▸ **DO THIS**:
Please copy out the lines below word for word, leaving out the pictures.

-- Start of TASK INPUTS --

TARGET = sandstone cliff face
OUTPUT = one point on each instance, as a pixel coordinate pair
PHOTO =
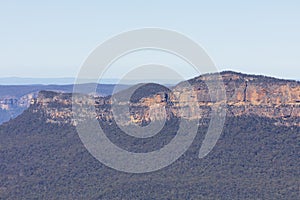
(245, 95)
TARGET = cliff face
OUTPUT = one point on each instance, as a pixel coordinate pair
(245, 95)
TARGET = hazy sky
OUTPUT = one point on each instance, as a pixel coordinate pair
(52, 39)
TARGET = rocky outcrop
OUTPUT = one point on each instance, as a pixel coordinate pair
(245, 95)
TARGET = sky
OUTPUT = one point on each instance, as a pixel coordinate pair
(53, 38)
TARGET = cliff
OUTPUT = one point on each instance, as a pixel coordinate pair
(245, 95)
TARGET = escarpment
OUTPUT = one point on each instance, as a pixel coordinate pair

-- End of TASK INPUTS --

▸ **IN RESPONSE**:
TARGET = sandstone cliff face
OUTPUT = one point on each instance, as a pixel coordinate pair
PHOTO =
(245, 95)
TARGET = cliff face
OUTPUT = one point on each instance, as a pixel coordinate pair
(245, 95)
TARGET = hazy sky
OUTPUT = one point on each instance, as a pixel coordinate pair
(52, 39)
TARGET = rocky outcrop
OUTPUT = one point on each instance, as a pixel coordinate pair
(245, 95)
TARGET = sky
OUTPUT = one point on each instance, as a pixel coordinate pair
(53, 38)
TARGET = cliff
OUTPUT = one point on each instance, as a pixel coordinate pair
(245, 95)
TARGET = escarpment
OUTPUT = one point on each instance, as a pixel coordinate pair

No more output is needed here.